* _EXTRACTED TEXT_
::::

Analytic continuation of zeta is meromorphic on $\mathbb{C}$ with simple pole at 1 We have the following identity:
For some contour $\gamma$ and $\forall s \in \mathbb{C} $  Re $s > 1$:
$$-2i\sin(\pi s) \Gamma(s)\zeta(s)= \Large\int_{\gamma} \frac{(-z)^{s-1}}{e^z-1}dz$$
The question was:
Plug in the formula $\sin(\pi s) \Gamma(s)\Gamma(1-s)=\pi$ into the identity to conclude that $\zeta$ extends to a meromorphic function on $\mathbb{C}$ whose only possible pole is a simple pole at $s=1$.
The first part was easy:
$-2i\sin(\pi s) \Gamma(s)\zeta(s)= -2i\sin(\pi s) \Gamma(s)\frac{\Gamma(1-s)}{\Gamma(1-s)}\zeta(s) = \frac {-2\pi i}{\Gamma(1-s)}\zeta(s) = \Large\int_{\gamma} \frac{(-z)^{s-1}}{e^z-1}dz$
$$\Rightarrow \zeta(s) = -\frac {\Gamma(1-s)}{2\pi i}\Large\int_{\gamma} \frac{(-z)^{s-1}}{e^z-1}dz$$
My question is how do you show that $-\frac {\Gamma(1-s)}{2\pi i}\Large{\int_{\gamma} \frac{(-z)^{s-1}}{e^z-1}}dz$ is meromorphic on $\mathbb{C}$ with a simple pole at $s=1$ ?  
Thanks in advance !

::::

* _DO THIS_
Reproduce, word for word, the passage of the zeta function post starting with "The first part" and going on through "pole at $s=1$ ?".

::::

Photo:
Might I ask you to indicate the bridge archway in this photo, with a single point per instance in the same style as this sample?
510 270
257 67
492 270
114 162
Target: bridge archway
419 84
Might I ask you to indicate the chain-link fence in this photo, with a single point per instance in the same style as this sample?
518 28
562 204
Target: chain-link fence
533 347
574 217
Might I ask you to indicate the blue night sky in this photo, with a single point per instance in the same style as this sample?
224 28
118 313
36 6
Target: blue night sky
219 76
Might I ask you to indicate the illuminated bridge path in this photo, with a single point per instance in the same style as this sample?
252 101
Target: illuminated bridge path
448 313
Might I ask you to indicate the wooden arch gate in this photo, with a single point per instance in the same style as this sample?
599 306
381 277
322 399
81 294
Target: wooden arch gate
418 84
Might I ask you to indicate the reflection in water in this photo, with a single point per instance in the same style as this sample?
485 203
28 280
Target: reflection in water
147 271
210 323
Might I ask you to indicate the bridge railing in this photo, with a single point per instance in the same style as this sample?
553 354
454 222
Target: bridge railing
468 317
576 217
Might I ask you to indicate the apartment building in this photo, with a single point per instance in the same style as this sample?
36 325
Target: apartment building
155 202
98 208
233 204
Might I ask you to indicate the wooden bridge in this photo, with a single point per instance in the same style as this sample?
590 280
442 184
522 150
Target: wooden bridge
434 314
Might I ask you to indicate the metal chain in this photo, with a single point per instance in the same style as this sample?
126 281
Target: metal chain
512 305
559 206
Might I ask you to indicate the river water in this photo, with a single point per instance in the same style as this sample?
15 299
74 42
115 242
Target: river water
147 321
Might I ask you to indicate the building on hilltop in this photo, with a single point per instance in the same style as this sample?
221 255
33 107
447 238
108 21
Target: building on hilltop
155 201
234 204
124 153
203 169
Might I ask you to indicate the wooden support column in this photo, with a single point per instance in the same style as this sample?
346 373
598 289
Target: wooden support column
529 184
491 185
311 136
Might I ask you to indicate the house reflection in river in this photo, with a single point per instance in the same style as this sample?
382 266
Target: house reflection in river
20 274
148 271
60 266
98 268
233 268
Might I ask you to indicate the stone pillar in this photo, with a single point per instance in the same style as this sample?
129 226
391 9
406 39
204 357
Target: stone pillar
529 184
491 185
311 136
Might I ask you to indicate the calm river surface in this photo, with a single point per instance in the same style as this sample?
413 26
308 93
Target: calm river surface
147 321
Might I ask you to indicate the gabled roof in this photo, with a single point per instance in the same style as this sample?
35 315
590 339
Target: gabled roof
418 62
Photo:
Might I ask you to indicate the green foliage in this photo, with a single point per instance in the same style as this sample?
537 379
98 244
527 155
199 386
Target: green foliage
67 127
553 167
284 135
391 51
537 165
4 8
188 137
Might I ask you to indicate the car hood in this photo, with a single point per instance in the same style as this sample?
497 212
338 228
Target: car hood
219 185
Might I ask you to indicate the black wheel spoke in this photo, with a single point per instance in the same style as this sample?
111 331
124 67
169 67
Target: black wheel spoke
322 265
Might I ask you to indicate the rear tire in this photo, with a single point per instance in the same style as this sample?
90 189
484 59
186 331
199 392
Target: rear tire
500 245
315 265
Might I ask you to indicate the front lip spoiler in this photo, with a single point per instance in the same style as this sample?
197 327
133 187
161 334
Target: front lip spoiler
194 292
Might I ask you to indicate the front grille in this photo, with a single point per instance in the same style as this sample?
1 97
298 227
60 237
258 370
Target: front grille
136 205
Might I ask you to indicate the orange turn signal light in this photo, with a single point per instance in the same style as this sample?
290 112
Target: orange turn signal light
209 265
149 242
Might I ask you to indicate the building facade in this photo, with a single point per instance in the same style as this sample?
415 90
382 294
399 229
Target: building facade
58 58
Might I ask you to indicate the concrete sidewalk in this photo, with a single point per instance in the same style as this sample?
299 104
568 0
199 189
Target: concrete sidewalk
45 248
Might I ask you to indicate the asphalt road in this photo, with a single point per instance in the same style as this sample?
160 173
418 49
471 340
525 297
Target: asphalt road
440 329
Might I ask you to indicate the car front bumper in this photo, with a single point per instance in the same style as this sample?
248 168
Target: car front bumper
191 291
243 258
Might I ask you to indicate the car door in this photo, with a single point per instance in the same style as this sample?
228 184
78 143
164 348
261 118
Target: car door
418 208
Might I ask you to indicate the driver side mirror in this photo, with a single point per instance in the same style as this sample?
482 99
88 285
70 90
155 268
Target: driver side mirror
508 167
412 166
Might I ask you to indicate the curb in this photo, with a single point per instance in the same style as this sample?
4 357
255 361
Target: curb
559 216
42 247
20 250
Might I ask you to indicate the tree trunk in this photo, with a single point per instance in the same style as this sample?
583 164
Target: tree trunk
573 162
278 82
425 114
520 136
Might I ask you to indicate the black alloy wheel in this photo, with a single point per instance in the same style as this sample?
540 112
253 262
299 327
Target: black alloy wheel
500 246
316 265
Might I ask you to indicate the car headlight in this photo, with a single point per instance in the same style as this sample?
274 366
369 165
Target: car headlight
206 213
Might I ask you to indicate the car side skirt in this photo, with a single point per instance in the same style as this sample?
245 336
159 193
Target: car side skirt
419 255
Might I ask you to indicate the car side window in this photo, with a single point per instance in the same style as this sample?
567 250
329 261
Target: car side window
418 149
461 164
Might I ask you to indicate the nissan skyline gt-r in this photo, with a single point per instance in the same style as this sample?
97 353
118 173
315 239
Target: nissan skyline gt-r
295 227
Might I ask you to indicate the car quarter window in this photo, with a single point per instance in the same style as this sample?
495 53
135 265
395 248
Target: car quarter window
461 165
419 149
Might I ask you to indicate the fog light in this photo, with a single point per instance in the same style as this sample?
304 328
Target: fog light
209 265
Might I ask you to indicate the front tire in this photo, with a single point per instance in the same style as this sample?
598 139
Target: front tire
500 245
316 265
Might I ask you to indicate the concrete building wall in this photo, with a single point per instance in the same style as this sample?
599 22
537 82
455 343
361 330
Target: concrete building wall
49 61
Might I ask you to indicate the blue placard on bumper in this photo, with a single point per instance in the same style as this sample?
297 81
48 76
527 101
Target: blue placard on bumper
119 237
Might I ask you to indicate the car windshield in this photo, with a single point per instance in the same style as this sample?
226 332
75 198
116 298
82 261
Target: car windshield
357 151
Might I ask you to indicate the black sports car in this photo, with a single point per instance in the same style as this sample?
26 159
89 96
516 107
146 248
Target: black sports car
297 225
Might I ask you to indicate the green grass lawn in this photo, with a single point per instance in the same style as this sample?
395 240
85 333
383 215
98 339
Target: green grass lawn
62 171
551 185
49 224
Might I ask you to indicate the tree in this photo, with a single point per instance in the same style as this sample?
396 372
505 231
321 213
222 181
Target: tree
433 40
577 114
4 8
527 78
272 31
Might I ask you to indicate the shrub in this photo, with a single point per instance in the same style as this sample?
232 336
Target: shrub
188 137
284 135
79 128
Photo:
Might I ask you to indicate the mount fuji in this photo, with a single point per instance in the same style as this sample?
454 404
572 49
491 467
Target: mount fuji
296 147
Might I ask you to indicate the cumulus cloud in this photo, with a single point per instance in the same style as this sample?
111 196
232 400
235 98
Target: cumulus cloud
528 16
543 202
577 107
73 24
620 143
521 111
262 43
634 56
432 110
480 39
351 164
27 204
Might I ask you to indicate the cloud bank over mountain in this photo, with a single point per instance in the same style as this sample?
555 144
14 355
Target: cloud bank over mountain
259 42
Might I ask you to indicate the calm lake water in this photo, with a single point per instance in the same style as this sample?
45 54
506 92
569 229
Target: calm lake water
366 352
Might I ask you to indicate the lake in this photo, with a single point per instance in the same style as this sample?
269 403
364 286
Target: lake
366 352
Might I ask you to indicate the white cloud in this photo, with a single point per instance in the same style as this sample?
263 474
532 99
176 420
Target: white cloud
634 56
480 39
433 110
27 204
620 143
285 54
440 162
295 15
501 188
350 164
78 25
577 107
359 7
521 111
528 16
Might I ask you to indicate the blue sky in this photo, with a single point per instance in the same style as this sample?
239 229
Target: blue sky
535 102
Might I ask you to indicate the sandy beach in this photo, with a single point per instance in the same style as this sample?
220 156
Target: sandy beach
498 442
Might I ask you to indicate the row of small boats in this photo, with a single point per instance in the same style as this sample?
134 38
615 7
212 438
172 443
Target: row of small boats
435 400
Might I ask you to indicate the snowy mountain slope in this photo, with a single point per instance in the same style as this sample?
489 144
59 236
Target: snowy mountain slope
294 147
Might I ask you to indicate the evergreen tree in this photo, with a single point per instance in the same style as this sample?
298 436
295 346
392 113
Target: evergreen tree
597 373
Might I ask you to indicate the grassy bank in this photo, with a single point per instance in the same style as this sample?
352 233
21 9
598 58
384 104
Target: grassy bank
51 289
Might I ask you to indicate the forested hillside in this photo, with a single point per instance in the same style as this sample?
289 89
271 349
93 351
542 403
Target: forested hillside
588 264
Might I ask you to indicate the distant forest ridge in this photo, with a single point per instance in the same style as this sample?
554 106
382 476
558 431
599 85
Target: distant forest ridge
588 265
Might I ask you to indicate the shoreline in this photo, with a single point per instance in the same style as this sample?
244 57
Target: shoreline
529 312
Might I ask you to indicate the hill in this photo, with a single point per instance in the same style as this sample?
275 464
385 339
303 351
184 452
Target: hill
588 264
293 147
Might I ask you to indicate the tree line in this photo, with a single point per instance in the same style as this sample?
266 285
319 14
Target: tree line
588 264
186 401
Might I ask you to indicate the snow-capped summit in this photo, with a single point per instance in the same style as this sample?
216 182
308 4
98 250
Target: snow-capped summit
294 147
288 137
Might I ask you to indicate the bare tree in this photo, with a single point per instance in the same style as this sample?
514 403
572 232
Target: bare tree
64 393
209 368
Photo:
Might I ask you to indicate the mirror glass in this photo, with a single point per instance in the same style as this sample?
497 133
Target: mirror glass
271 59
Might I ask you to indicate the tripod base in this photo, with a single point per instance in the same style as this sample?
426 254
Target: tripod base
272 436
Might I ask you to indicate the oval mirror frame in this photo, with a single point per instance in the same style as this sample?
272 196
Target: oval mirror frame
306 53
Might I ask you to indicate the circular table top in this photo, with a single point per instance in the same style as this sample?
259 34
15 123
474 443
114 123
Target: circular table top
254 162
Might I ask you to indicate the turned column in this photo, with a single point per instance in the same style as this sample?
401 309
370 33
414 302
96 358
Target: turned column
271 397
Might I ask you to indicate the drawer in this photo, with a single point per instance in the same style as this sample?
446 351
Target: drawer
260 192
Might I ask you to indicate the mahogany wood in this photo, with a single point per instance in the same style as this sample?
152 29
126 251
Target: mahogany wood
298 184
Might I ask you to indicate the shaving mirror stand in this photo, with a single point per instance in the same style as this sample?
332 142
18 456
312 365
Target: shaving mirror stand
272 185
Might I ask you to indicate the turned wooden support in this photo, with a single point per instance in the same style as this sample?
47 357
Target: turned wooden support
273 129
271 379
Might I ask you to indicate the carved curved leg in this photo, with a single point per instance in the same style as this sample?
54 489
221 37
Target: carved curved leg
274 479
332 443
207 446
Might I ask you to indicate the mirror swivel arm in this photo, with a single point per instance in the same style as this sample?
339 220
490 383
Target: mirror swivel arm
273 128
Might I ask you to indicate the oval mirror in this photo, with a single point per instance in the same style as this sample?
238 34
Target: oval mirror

::::

* _RESPONSE TO THIS EXERCISE_
The first part was easy:
$-2i\sin(\pi s) \Gamma(s)\zeta(s)= -2i\sin(\pi s) \Gamma(s)\frac{\Gamma(1-s)}{\Gamma(1-s)}\zeta(s) = \frac {-2\pi i}{\Gamma(1-s)}\zeta(s) = \Large\int_{\gamma} \frac{(-z)^{s-1}}{e^z-1}dz$
$$\Rightarrow \zeta(s) = -\frac {\Gamma(1-s)}{2\pi i}\Large\int_{\gamma} \frac{(-z)^{s-1}}{e^z-1}dz$$
My question is how do you show that $-\frac {\Gamma(1-s)}{2\pi i}\Large{\int_{\gamma} \frac{(-z)^{s-1}}{e^z-1}}dz$ is meromorphic on $\mathbb{C}$ with a simple pole at $s=1$ ?